Taking the material as a whole, state how many of its lines contain "list". Write the number and nothing more.

### [Supplied material]
---
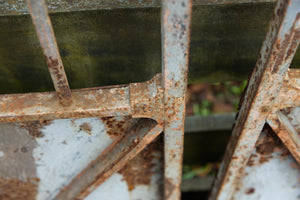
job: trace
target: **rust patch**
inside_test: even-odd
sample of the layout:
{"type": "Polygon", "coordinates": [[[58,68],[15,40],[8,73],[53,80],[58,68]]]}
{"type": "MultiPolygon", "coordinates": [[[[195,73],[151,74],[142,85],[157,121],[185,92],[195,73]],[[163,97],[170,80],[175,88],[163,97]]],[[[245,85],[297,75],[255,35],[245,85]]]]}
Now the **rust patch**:
{"type": "Polygon", "coordinates": [[[123,180],[127,182],[129,191],[137,185],[149,185],[151,183],[151,177],[154,174],[153,167],[156,165],[154,159],[157,158],[155,153],[161,153],[162,147],[161,139],[152,142],[118,172],[123,175],[123,180]]]}
{"type": "Polygon", "coordinates": [[[17,178],[0,177],[1,200],[32,200],[36,198],[39,179],[31,178],[26,182],[17,178]]]}
{"type": "Polygon", "coordinates": [[[256,142],[256,153],[252,153],[250,156],[247,162],[248,166],[254,166],[268,162],[273,158],[272,153],[275,152],[280,153],[281,157],[290,155],[290,152],[268,125],[265,125],[263,134],[265,135],[260,137],[256,142]]]}
{"type": "Polygon", "coordinates": [[[121,119],[117,117],[101,117],[100,118],[107,127],[106,133],[111,138],[123,136],[125,132],[136,122],[131,116],[124,116],[121,119]]]}
{"type": "Polygon", "coordinates": [[[269,106],[262,106],[260,108],[260,112],[262,113],[268,113],[270,111],[270,107],[269,106]]]}
{"type": "Polygon", "coordinates": [[[92,126],[90,125],[90,123],[88,123],[88,122],[85,122],[85,123],[83,123],[83,124],[81,124],[80,126],[79,126],[79,130],[80,131],[85,131],[87,134],[89,134],[89,135],[91,135],[92,133],[91,133],[91,131],[92,131],[92,126]]]}
{"type": "Polygon", "coordinates": [[[291,114],[292,110],[293,110],[293,108],[288,107],[288,108],[281,109],[280,111],[281,111],[284,115],[289,115],[289,114],[291,114]]]}
{"type": "Polygon", "coordinates": [[[58,63],[58,59],[53,59],[51,56],[50,57],[46,57],[47,60],[47,65],[49,68],[51,69],[56,69],[59,65],[58,63]]]}
{"type": "Polygon", "coordinates": [[[269,156],[262,156],[262,157],[259,158],[259,163],[268,162],[271,158],[273,158],[272,155],[269,155],[269,156]]]}
{"type": "Polygon", "coordinates": [[[175,185],[172,183],[172,181],[169,180],[168,178],[165,178],[165,197],[167,199],[171,196],[174,189],[175,189],[175,185]]]}
{"type": "Polygon", "coordinates": [[[300,165],[299,165],[297,162],[291,162],[290,165],[291,165],[291,167],[294,168],[294,169],[298,169],[298,170],[300,169],[300,165]]]}
{"type": "Polygon", "coordinates": [[[258,140],[256,143],[256,152],[261,156],[269,156],[276,147],[282,148],[283,144],[269,126],[264,127],[266,136],[258,140]]]}
{"type": "MultiPolygon", "coordinates": [[[[45,52],[45,51],[44,51],[45,52]]],[[[68,80],[62,66],[60,58],[46,57],[47,65],[51,73],[53,83],[63,106],[69,106],[72,104],[72,95],[69,88],[68,80]]]]}
{"type": "Polygon", "coordinates": [[[256,159],[257,155],[256,154],[252,154],[247,162],[248,166],[253,166],[255,165],[255,159],[256,159]]]}
{"type": "Polygon", "coordinates": [[[254,188],[248,188],[245,193],[246,194],[253,194],[254,192],[255,192],[254,188]]]}
{"type": "Polygon", "coordinates": [[[44,137],[41,129],[44,128],[44,126],[48,126],[51,123],[51,120],[22,122],[19,124],[19,128],[27,130],[28,134],[32,137],[41,138],[44,137]]]}

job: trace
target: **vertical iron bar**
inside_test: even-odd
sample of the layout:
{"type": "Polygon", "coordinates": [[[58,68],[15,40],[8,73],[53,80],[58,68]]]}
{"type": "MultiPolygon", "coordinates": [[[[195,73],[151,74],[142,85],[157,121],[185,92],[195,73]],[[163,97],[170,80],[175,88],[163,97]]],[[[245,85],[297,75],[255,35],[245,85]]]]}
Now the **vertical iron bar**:
{"type": "Polygon", "coordinates": [[[47,60],[54,88],[63,106],[72,103],[71,90],[59,55],[56,39],[44,0],[27,0],[33,24],[47,60]]]}
{"type": "Polygon", "coordinates": [[[278,0],[212,193],[232,199],[300,40],[300,0],[278,0]]]}
{"type": "Polygon", "coordinates": [[[162,2],[164,198],[180,199],[192,0],[162,2]]]}

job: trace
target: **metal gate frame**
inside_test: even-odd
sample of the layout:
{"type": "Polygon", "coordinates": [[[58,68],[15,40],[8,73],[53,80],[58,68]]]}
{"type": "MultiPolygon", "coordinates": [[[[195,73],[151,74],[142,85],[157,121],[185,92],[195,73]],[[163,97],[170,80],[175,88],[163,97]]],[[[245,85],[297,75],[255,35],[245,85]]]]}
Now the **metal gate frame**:
{"type": "Polygon", "coordinates": [[[144,83],[70,90],[44,0],[27,0],[55,92],[0,96],[0,122],[129,115],[124,137],[61,189],[55,199],[83,199],[164,132],[164,197],[180,198],[191,0],[162,3],[162,75],[144,83]]]}
{"type": "Polygon", "coordinates": [[[300,135],[284,113],[284,109],[291,112],[300,106],[300,70],[288,69],[299,41],[300,1],[278,0],[241,101],[211,200],[233,199],[265,123],[300,164],[300,135]]]}
{"type": "MultiPolygon", "coordinates": [[[[162,74],[143,83],[70,90],[44,0],[27,5],[55,92],[0,96],[0,122],[129,115],[126,136],[63,188],[55,199],[83,199],[164,132],[164,198],[179,199],[191,0],[162,3],[162,74]]],[[[299,107],[298,69],[288,69],[300,40],[300,1],[279,0],[249,80],[211,199],[230,199],[265,123],[300,163],[300,138],[283,109],[299,107]]]]}

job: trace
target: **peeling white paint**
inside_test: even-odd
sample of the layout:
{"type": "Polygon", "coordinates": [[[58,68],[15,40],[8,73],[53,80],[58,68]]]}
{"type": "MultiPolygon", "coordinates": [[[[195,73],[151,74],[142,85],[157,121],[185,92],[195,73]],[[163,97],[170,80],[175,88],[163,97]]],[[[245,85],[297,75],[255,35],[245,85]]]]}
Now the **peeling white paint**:
{"type": "MultiPolygon", "coordinates": [[[[260,165],[247,166],[246,175],[235,200],[282,200],[300,198],[300,170],[292,156],[281,157],[272,153],[273,158],[260,165]]],[[[259,157],[257,158],[257,160],[259,157]]]]}
{"type": "Polygon", "coordinates": [[[4,156],[3,151],[0,151],[0,157],[3,157],[3,156],[4,156]]]}
{"type": "Polygon", "coordinates": [[[53,199],[113,141],[99,118],[59,119],[41,130],[33,156],[40,178],[38,200],[53,199]],[[90,131],[80,125],[90,124],[90,131]]]}
{"type": "Polygon", "coordinates": [[[84,200],[162,200],[161,153],[154,154],[151,182],[129,191],[123,175],[115,173],[84,200]]]}

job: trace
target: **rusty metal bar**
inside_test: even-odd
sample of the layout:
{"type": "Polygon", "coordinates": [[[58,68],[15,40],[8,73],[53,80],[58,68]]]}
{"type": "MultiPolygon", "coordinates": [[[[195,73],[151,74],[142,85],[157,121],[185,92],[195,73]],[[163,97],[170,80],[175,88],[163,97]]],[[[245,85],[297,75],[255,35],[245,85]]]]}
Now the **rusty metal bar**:
{"type": "Polygon", "coordinates": [[[62,107],[55,92],[0,95],[0,122],[130,115],[129,85],[73,90],[62,107]]]}
{"type": "Polygon", "coordinates": [[[287,107],[300,106],[300,69],[288,69],[272,113],[287,107]]]}
{"type": "Polygon", "coordinates": [[[267,122],[300,164],[300,138],[290,122],[293,108],[300,106],[300,70],[289,69],[267,122]]]}
{"type": "Polygon", "coordinates": [[[140,119],[132,129],[110,145],[56,197],[56,200],[83,199],[113,173],[120,170],[162,132],[151,119],[140,119]]]}
{"type": "Polygon", "coordinates": [[[60,103],[63,106],[69,106],[72,104],[71,90],[59,55],[45,1],[26,0],[26,2],[60,103]]]}
{"type": "Polygon", "coordinates": [[[179,200],[192,1],[162,2],[164,197],[179,200]]]}
{"type": "Polygon", "coordinates": [[[132,115],[161,123],[161,74],[143,83],[72,90],[72,96],[72,105],[62,107],[55,92],[0,95],[0,122],[132,115]]]}
{"type": "Polygon", "coordinates": [[[280,111],[269,116],[268,124],[300,164],[300,137],[289,119],[280,111]]]}
{"type": "Polygon", "coordinates": [[[300,0],[277,2],[210,199],[231,199],[300,39],[300,0]]]}
{"type": "MultiPolygon", "coordinates": [[[[5,15],[24,15],[28,14],[25,0],[6,0],[0,3],[0,16],[5,15]]],[[[275,0],[193,0],[193,5],[218,5],[218,4],[241,4],[241,3],[266,3],[276,2],[275,0]]],[[[47,0],[47,6],[50,13],[86,11],[116,8],[153,8],[160,7],[161,0],[47,0]]]]}

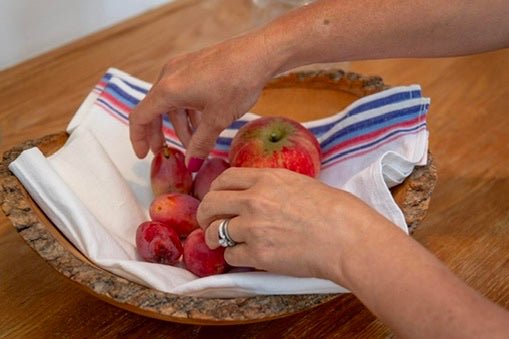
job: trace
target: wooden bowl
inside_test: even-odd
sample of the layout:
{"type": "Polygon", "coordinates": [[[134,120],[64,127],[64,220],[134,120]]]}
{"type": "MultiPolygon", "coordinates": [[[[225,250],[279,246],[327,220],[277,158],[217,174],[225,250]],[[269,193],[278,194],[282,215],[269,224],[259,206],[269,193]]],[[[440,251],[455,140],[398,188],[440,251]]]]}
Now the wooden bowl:
{"type": "MultiPolygon", "coordinates": [[[[270,82],[252,109],[260,115],[313,120],[338,112],[359,97],[387,88],[379,77],[341,70],[296,72],[270,82]]],[[[52,224],[9,171],[8,165],[27,148],[47,156],[67,140],[65,132],[29,140],[5,152],[0,164],[0,200],[5,215],[23,239],[53,268],[91,293],[120,308],[157,319],[200,325],[241,324],[271,320],[308,310],[341,294],[274,295],[244,298],[199,298],[156,291],[97,267],[52,224]]],[[[422,221],[436,183],[436,169],[417,167],[392,190],[410,230],[422,221]]]]}

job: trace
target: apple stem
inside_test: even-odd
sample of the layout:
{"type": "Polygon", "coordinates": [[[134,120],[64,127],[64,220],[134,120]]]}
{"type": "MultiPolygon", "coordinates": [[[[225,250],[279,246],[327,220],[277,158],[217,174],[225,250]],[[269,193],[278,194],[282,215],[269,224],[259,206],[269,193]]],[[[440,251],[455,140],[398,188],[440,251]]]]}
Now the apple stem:
{"type": "Polygon", "coordinates": [[[168,149],[168,146],[166,146],[166,145],[163,146],[163,155],[166,159],[168,159],[170,157],[170,150],[168,149]]]}

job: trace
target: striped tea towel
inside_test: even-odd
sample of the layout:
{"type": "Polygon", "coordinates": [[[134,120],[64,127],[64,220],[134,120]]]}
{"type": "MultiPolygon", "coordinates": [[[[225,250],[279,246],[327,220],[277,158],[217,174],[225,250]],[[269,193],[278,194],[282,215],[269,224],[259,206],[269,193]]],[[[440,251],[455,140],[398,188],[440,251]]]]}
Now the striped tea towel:
{"type": "MultiPolygon", "coordinates": [[[[32,148],[10,165],[64,235],[98,266],[165,292],[203,297],[347,292],[322,279],[267,272],[197,278],[180,267],[139,260],[135,232],[148,219],[153,198],[152,156],[139,160],[133,154],[128,117],[149,88],[122,71],[108,70],[76,112],[60,150],[45,158],[32,148]]],[[[389,187],[426,163],[428,106],[419,86],[402,86],[304,123],[324,153],[319,179],[357,195],[407,232],[389,187]]],[[[247,113],[223,131],[212,155],[226,158],[238,128],[256,118],[247,113]]],[[[165,120],[163,125],[167,142],[184,150],[171,123],[165,120]]]]}

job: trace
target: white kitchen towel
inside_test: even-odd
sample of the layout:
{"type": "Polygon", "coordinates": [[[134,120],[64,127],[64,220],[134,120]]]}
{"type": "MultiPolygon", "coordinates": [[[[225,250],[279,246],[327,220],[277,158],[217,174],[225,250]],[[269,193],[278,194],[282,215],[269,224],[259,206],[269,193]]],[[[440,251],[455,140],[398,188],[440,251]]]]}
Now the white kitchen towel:
{"type": "MultiPolygon", "coordinates": [[[[70,137],[60,150],[46,158],[32,148],[11,163],[9,168],[62,233],[98,266],[165,292],[202,297],[347,292],[327,280],[267,272],[197,278],[181,267],[139,259],[135,232],[148,219],[153,199],[152,156],[134,156],[128,117],[149,88],[120,70],[108,70],[74,115],[70,137]]],[[[305,122],[324,154],[319,179],[352,192],[408,232],[389,187],[426,163],[428,107],[418,85],[401,86],[305,122]]],[[[211,155],[226,158],[238,128],[256,118],[247,113],[235,121],[211,155]]],[[[184,150],[171,123],[165,120],[163,125],[167,142],[184,150]]]]}

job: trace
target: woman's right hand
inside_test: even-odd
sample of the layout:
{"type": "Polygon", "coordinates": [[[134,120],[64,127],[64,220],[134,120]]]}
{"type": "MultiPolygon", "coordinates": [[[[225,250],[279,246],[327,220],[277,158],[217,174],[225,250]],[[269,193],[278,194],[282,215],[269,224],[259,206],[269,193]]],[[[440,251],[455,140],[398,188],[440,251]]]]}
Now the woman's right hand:
{"type": "Polygon", "coordinates": [[[168,114],[187,148],[186,164],[196,171],[223,129],[246,113],[277,71],[263,34],[227,40],[177,56],[129,117],[136,155],[163,145],[161,115],[168,114]]]}

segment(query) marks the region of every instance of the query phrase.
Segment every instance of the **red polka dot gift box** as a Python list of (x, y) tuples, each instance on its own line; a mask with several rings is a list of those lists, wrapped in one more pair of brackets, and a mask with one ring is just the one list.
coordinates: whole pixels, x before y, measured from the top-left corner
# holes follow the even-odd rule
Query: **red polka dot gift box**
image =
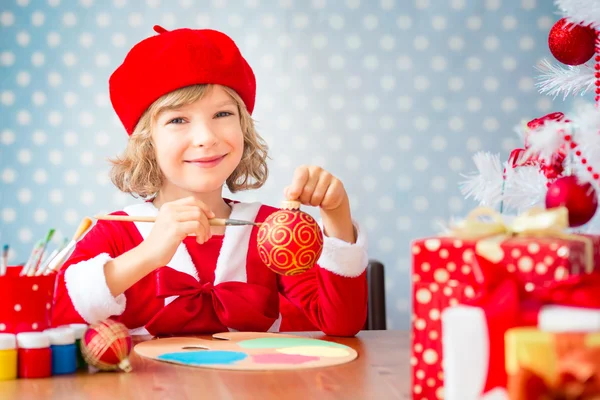
[(41, 332), (50, 327), (56, 274), (19, 276), (8, 267), (0, 276), (0, 333)]
[(476, 304), (507, 279), (520, 292), (533, 293), (600, 268), (600, 236), (569, 234), (567, 227), (563, 208), (531, 210), (510, 223), (480, 208), (447, 234), (412, 243), (414, 399), (445, 398), (444, 310)]

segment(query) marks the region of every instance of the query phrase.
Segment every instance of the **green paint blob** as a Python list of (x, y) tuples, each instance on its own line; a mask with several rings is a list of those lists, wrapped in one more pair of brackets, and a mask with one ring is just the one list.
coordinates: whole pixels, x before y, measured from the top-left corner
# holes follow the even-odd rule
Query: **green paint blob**
[(280, 347), (299, 347), (299, 346), (319, 346), (319, 347), (338, 347), (347, 349), (348, 346), (343, 344), (327, 342), (325, 340), (318, 339), (304, 339), (304, 338), (258, 338), (242, 340), (237, 343), (244, 349), (277, 349)]

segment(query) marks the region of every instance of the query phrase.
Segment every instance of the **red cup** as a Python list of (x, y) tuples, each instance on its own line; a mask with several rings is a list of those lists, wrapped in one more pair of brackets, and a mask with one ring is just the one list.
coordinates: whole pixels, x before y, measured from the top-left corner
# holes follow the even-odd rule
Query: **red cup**
[(56, 274), (19, 276), (22, 266), (0, 276), (0, 332), (36, 332), (50, 328)]

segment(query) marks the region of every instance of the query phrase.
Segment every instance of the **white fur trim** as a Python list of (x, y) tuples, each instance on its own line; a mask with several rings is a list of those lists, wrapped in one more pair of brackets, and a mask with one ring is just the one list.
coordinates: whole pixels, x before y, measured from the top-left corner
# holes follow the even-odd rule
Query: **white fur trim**
[[(150, 202), (127, 206), (123, 211), (132, 217), (156, 217), (158, 215), (158, 209)], [(154, 226), (154, 222), (134, 222), (134, 224), (144, 240), (150, 235), (152, 227)], [(167, 263), (167, 266), (177, 271), (185, 272), (196, 278), (196, 280), (199, 280), (196, 266), (183, 243), (177, 247), (173, 258)]]
[(323, 252), (317, 261), (321, 268), (347, 278), (359, 276), (369, 264), (367, 234), (356, 221), (352, 223), (356, 228), (356, 243), (323, 235)]
[[(231, 203), (231, 219), (256, 221), (260, 203)], [(215, 285), (247, 282), (246, 264), (252, 226), (227, 226), (215, 269)]]
[[(481, 308), (459, 305), (442, 311), (442, 354), (444, 398), (479, 400), (489, 363), (488, 328)], [(490, 400), (498, 399), (492, 396), (490, 392)]]
[(125, 311), (125, 295), (113, 297), (106, 284), (104, 264), (110, 260), (108, 254), (102, 253), (70, 265), (65, 271), (65, 284), (73, 307), (88, 324)]

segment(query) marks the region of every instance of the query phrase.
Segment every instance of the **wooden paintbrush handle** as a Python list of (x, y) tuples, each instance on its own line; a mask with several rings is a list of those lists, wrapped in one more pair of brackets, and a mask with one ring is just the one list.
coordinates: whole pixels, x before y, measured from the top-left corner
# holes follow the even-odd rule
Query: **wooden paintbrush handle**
---
### [Answer to this task]
5